● WHAT TO DO
Each line of the material below should be reproduced exactly.

● INPUT
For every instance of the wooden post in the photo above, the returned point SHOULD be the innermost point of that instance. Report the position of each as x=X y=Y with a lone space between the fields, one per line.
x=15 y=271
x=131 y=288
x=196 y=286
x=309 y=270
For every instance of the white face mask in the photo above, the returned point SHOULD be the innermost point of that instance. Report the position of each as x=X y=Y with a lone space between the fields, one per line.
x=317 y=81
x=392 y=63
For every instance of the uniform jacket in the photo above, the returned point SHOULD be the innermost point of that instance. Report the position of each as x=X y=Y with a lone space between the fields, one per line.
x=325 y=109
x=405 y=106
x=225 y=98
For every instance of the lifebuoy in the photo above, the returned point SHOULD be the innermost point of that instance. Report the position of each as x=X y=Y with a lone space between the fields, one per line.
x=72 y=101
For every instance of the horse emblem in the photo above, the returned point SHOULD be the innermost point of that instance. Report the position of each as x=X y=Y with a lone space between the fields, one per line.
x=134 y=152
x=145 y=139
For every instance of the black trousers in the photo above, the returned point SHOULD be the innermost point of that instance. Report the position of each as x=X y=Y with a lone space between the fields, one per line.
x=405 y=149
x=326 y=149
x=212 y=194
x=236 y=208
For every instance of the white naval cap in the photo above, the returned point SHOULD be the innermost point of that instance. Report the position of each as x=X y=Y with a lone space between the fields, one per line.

● EXERCISE OUTPUT
For every instance of the wooden post in the photo above, the returned point SHOULD be the innermost point of that instance. Report the position of each as x=X y=Y with a lone space between the fields, one per line.
x=15 y=271
x=131 y=288
x=196 y=286
x=309 y=270
For every instance of the white face mask in the photo above, the returned point SHOULD be the innermost point of that instance. Report the position of each as x=X y=Y with a lone space between the fields, one per line.
x=317 y=81
x=392 y=63
For every instance of the uniform jacket in the photo above, the returned point SHOULD be the innermost point of that instance. Report the position of each as x=X y=Y with a lone space between the fields, one per line.
x=325 y=109
x=405 y=106
x=225 y=98
For every instance of the lifebuoy in the photo above, the returned point SHOULD be the innermost point of that instance. Report the position of each as x=X y=Y with a lone space between the fields, one per line.
x=72 y=101
For every instance of the horse emblem in the photo above, the returned point SHOULD be the innermost point of that instance. Report the position of each as x=X y=Y with a lone space between the fields, one per line.
x=134 y=152
x=145 y=139
For every instance of the black trousers in the photo above, the returned point SHOULD be the innermost point of that instance. Report the position of each as x=X y=Y with a lone space between the fields, one per line.
x=405 y=149
x=326 y=149
x=212 y=194
x=236 y=208
For every instance of the white naval cap in the photo above, the returned point SHOULD be the innermost point of that instance. Report the position of each as x=X y=Y with a lone space between the fields, one per line.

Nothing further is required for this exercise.